◆ WHAT TO DO
Across all the records, filter for lines with the word "every" and copy them.

◆ DATASET EXCERPTS
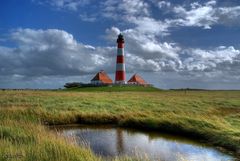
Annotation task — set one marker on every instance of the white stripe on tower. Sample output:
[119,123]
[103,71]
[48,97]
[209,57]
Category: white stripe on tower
[120,76]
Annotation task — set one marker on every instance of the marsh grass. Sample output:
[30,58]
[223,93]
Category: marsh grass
[212,116]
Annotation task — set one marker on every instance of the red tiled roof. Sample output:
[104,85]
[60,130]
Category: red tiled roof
[137,79]
[103,77]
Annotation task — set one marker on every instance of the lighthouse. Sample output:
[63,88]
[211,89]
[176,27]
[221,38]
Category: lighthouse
[120,76]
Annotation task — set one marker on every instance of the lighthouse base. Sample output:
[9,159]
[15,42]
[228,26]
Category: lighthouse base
[120,82]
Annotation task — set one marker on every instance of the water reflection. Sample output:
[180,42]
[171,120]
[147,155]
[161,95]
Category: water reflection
[110,142]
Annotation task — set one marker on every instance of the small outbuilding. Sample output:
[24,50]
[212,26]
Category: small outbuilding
[101,78]
[136,79]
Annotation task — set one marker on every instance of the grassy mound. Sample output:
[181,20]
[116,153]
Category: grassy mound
[213,116]
[115,89]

◆ EXERCISE SOLUTION
Annotation task — set one marker on every instance of the white stripe on tower. Sample output:
Annotation task — set one marker on every instance of the marsh grass. Sample output:
Annotation task — set one marker on every instance of the red tiled roof. Sample output:
Annotation task — set one marker on every instance of the lighthouse. Sample output:
Annotation task — set one marker on every instance of the lighthouse base. Sample output:
Annotation task — set one marker on every instance of the water reflection. Sample output:
Annotation task — set one marker on every instance of the small outbuilding. Sample output:
Annotation task — set one marker on every instance of the grassy mound. Sample output:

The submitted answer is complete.